==== AVAILABLE RECORDS ====
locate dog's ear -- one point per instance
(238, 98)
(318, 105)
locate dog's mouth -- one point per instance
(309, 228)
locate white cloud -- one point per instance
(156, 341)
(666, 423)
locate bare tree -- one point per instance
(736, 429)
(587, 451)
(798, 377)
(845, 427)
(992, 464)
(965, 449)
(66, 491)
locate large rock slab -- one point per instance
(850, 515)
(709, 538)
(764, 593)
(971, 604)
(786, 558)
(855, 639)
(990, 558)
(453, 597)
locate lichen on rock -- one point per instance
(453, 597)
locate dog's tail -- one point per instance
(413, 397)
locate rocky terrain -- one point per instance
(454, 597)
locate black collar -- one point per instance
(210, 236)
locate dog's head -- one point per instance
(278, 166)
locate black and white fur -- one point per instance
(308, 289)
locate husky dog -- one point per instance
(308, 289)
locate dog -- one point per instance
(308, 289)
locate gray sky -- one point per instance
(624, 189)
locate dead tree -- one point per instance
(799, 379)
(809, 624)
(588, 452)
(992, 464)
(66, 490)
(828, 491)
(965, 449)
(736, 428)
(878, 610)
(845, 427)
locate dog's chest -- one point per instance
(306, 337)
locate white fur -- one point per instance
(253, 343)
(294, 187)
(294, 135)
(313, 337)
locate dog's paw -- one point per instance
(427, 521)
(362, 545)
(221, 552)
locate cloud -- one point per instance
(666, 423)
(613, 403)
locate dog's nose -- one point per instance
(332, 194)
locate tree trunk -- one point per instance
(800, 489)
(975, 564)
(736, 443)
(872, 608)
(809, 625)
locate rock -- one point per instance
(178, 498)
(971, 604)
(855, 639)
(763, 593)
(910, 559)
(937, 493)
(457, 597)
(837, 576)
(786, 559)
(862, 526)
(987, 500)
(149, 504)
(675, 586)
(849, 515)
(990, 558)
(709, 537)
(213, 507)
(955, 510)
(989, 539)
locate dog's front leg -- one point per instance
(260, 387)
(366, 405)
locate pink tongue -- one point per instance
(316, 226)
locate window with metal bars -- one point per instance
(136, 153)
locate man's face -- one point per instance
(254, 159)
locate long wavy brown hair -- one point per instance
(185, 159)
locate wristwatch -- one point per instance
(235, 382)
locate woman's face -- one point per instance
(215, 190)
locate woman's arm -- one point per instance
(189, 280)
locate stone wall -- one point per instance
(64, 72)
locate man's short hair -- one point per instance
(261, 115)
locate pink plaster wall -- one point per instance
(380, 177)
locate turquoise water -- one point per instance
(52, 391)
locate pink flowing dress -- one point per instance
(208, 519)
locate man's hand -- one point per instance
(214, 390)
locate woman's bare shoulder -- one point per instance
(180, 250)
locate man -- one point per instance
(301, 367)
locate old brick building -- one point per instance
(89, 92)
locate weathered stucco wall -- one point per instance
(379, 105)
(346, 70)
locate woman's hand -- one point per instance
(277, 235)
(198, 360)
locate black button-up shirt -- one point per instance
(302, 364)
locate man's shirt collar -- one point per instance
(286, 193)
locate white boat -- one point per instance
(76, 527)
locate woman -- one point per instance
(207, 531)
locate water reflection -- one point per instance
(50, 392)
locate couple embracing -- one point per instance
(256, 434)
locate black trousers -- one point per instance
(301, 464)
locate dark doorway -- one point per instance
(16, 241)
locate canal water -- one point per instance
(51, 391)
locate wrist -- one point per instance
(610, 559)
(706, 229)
====
Restate every record word for word.

locate dog's ear -- one point per instance
(238, 98)
(318, 105)
locate dog's mouth -- one point per instance
(309, 228)
locate white cloud -- one point per instance
(156, 341)
(666, 423)
locate bare tree -- one point per instance
(736, 429)
(587, 451)
(798, 377)
(845, 427)
(992, 464)
(965, 449)
(66, 491)
locate large rock slab -- one point per instance
(850, 515)
(709, 538)
(764, 593)
(971, 604)
(786, 558)
(855, 639)
(990, 558)
(453, 597)
locate lichen on rock -- one point per instance
(453, 597)
locate dog's tail -- one point per instance
(413, 397)
locate rocky terrain -- one point per instance
(454, 597)
locate black collar -- one point per instance
(210, 236)
locate dog's head -- one point per instance
(278, 166)
locate black and white fur -- one point per instance
(308, 289)
locate husky dog -- one point per instance
(308, 289)
locate dog -- one point per instance
(308, 289)
locate gray sky -- one point per instance
(624, 189)
locate dead tree -- one point per instance
(799, 379)
(809, 624)
(588, 452)
(992, 464)
(66, 490)
(828, 491)
(965, 449)
(736, 428)
(878, 610)
(845, 427)
locate dog's chest -- one point per instance
(306, 337)
locate white fur -- one point per instance
(253, 343)
(294, 187)
(294, 135)
(313, 337)
locate dog's paw -- one point per instance
(427, 521)
(362, 545)
(221, 552)
locate cloud -- one point per instance
(666, 423)
(613, 403)
locate dog's nose -- one point per instance
(332, 194)
locate tree trunk -- one point per instance
(800, 489)
(975, 564)
(736, 443)
(872, 608)
(809, 625)
locate rock -- one point per instance
(178, 498)
(971, 604)
(855, 639)
(763, 593)
(910, 559)
(937, 493)
(457, 597)
(837, 576)
(786, 559)
(862, 526)
(987, 500)
(149, 504)
(675, 586)
(849, 515)
(990, 558)
(709, 537)
(213, 507)
(955, 510)
(989, 539)
locate dog's front leg -- one point per instance
(260, 387)
(366, 405)
locate pink tongue -- one point per instance
(316, 226)
locate window with metal bars -- one point per instance
(136, 153)
locate man's face -- one point per instance
(254, 159)
locate long wavy brown hair -- one point per instance
(185, 159)
locate wristwatch -- one point per instance
(235, 382)
locate woman's face -- one point per instance
(215, 190)
locate woman's arm -- one point per instance
(189, 280)
locate stone wall -- one point per instance
(64, 72)
locate man's short hair -- one point per instance
(261, 115)
locate pink plaster wall -- one point per instance
(380, 177)
locate turquoise water -- one point per instance
(52, 391)
locate pink flowing dress -- one point per instance
(208, 519)
locate man's hand -- one point per instance
(214, 390)
locate woman's bare shoulder -- one point per instance
(180, 250)
locate man -- one point per instance
(301, 367)
locate old brick building -- one point per instance
(89, 92)
locate weathered stucco wall -- one point per instance
(379, 105)
(346, 70)
locate woman's hand -- one point per instance
(277, 235)
(198, 360)
locate black button-up shirt -- one point per instance
(302, 364)
locate man's shirt collar -- one point per instance
(286, 193)
locate white boat -- one point per instance
(76, 527)
locate woman -- one point per instance
(207, 531)
locate water reflection -- one point per instance
(50, 392)
locate couple embracing -- one point per instance
(256, 434)
locate black trousers -- one point per instance
(301, 464)
locate dark doorway -- one point per instance
(16, 241)
locate canal water -- one point per instance
(51, 391)
locate wrist -- one point per instance
(610, 559)
(706, 229)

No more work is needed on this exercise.